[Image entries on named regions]

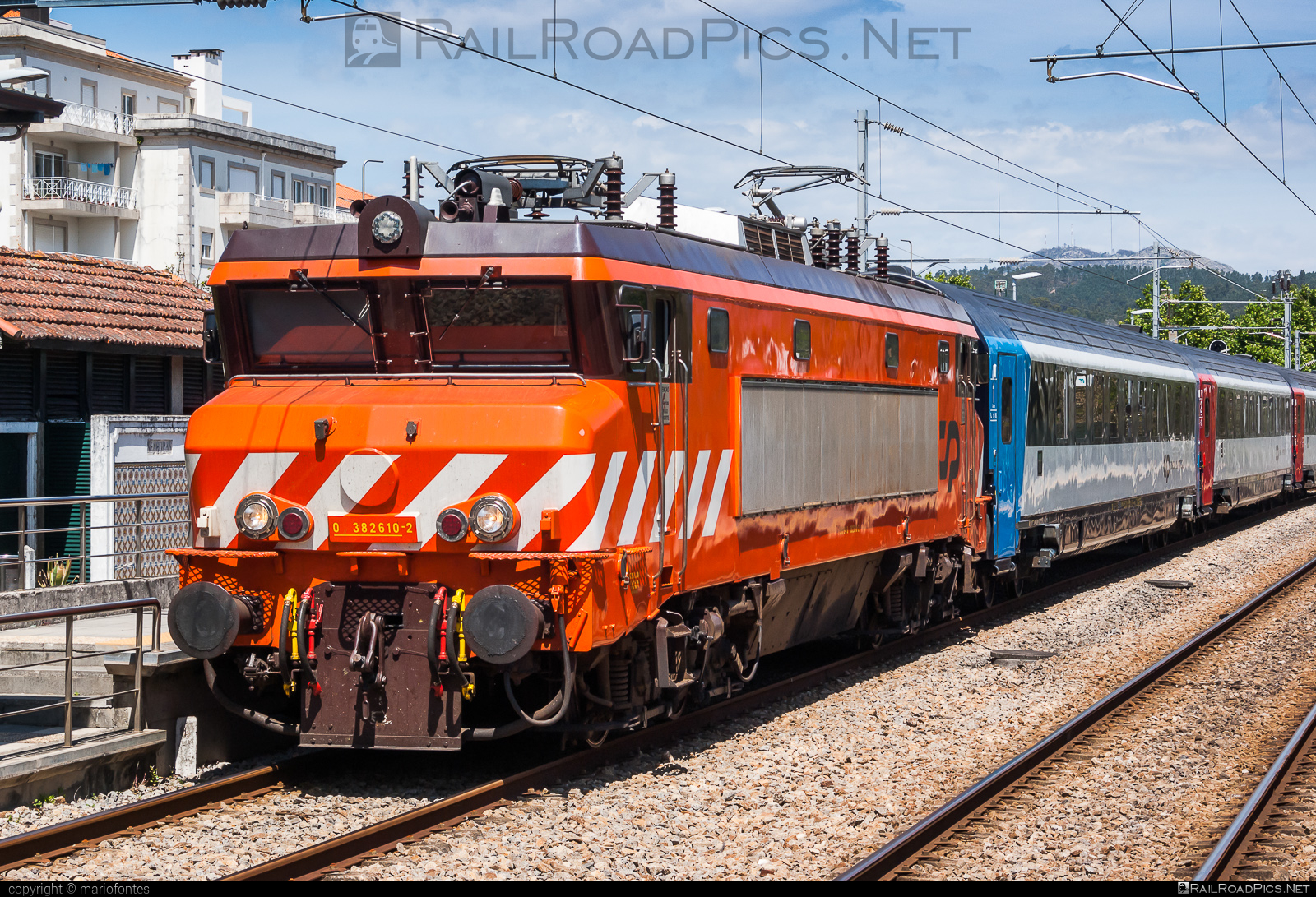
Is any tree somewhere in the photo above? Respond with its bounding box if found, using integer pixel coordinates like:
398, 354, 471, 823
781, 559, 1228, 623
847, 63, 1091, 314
926, 271, 974, 289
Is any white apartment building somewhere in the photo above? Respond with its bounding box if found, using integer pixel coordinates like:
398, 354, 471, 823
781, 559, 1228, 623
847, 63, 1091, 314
0, 17, 350, 281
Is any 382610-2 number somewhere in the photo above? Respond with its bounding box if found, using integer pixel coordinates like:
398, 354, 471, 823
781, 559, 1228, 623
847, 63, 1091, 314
329, 514, 417, 542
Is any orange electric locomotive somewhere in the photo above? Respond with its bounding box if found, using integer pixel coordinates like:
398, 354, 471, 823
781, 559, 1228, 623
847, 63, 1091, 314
169, 160, 992, 750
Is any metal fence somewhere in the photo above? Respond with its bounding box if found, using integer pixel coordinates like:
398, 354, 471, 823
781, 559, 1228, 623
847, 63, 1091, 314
0, 599, 162, 747
55, 103, 133, 134
0, 492, 191, 589
22, 178, 137, 209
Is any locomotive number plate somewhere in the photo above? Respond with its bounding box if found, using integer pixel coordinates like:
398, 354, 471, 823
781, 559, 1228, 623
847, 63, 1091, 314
329, 514, 419, 542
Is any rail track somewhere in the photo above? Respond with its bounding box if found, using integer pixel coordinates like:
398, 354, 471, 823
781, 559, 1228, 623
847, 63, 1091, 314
840, 534, 1316, 881
1193, 689, 1316, 881
0, 498, 1316, 880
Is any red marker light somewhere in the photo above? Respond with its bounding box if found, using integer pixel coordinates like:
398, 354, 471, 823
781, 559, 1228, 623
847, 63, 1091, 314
438, 507, 467, 542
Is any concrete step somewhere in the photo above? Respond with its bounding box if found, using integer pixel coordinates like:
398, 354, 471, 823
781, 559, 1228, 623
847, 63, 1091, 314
0, 642, 125, 669
0, 724, 169, 809
0, 695, 125, 731
0, 664, 114, 697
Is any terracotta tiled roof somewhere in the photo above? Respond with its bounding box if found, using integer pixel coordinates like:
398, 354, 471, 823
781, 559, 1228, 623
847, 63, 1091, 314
0, 246, 211, 349
334, 184, 375, 209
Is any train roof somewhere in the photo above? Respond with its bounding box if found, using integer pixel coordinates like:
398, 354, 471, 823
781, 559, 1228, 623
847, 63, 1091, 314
938, 284, 1300, 390
943, 285, 1184, 367
220, 221, 972, 324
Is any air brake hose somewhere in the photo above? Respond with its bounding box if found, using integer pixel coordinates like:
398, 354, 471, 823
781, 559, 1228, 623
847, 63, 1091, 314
503, 614, 575, 726
276, 590, 296, 695
425, 585, 450, 676
202, 660, 301, 737
445, 596, 462, 673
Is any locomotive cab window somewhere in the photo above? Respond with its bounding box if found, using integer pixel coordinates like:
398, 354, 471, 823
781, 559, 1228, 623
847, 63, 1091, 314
794, 321, 813, 362
886, 333, 900, 368
708, 307, 732, 353
242, 288, 375, 370
424, 283, 571, 370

→ **OBJECTIVE**: Extract every line of the rows above and reproduce each one unchanged, omitting the pictures.

→ **COMPLETE RESPONSE**:
Is any tree somewhere in the photo above? Respond with its bounding box if found, using integer pixel coordinates like:
398, 354, 471, 823
781, 559, 1228, 623
847, 63, 1091, 314
926, 271, 974, 289
Is any white apartment building somewhere in the photo above? Respond with its bounding box if found, using integer pixel coordinates like:
398, 354, 471, 823
781, 559, 1228, 623
847, 63, 1091, 314
0, 17, 350, 281
Is any 382610-2 number somewhere in the photo above? Respond with its bounding box if found, using integer pixel coordinates like:
398, 354, 471, 823
781, 559, 1228, 623
847, 63, 1091, 314
329, 514, 417, 542
Is any orange electric locomotive somewhere in the photo above? Respond with its bounding box if found, using integer pixel coordinates like:
398, 354, 471, 823
781, 559, 1228, 623
847, 63, 1091, 314
169, 160, 992, 750
Is any metal fence somewhere in the photo above? Respond with its bounding box if found, using integer pixel coordinates like:
398, 354, 471, 823
781, 559, 1228, 623
847, 63, 1091, 314
0, 599, 162, 747
55, 103, 133, 134
0, 492, 191, 589
22, 178, 137, 209
Is any locomotive number plate somewhere in the photo above? Respond with its bounding box if found, using integer pixel coordinates like:
398, 354, 471, 823
781, 559, 1228, 623
847, 63, 1091, 314
329, 514, 419, 542
Is any rail track somewhere in the photo above? Respond with its bounding box if found, using integer pixel coordinates like:
398, 354, 471, 823
781, 559, 1228, 623
847, 63, 1091, 314
840, 534, 1316, 881
1193, 689, 1316, 881
0, 498, 1316, 880
Is any red marker light somewhere in the photo above? Respond with its bounding box if found, using integer pixel coordinates like:
398, 354, 471, 823
781, 559, 1228, 623
847, 63, 1091, 314
438, 507, 467, 542
Is any concrete step somewhere in the photo above? Respond with its bounding box if found, using integer pixel coordinates like:
398, 354, 471, 823
781, 559, 1228, 623
847, 63, 1091, 314
0, 642, 125, 669
0, 724, 169, 809
0, 695, 125, 731
0, 664, 114, 697
Is any terracotta tiled roof somewhere in the photo above? Respond with its bounding box if found, using integer pixel coordinates like:
398, 354, 471, 823
781, 559, 1228, 623
847, 63, 1091, 314
0, 246, 211, 349
334, 184, 375, 209
Is any train roof somewhere in the photo above? Respond with its bounding box if found, using integer pixel coordinates like:
398, 354, 471, 823
781, 559, 1228, 623
847, 63, 1091, 314
938, 284, 1300, 390
943, 285, 1184, 367
220, 221, 972, 324
Is any air brake hose somewhere in the photo above? Respond with its bounding box if found, using integer pixel coordinates like:
398, 354, 471, 823
781, 559, 1228, 623
847, 63, 1091, 314
503, 614, 575, 726
276, 590, 296, 695
425, 585, 450, 676
202, 660, 301, 737
445, 596, 462, 673
Is any locomotive cab window somewhere in the photo above? Respond with its bounding box if found, using integer pixel coordinates like:
398, 354, 471, 823
781, 559, 1228, 623
847, 63, 1091, 314
794, 321, 813, 362
886, 333, 900, 368
708, 307, 732, 353
242, 288, 375, 370
424, 283, 571, 370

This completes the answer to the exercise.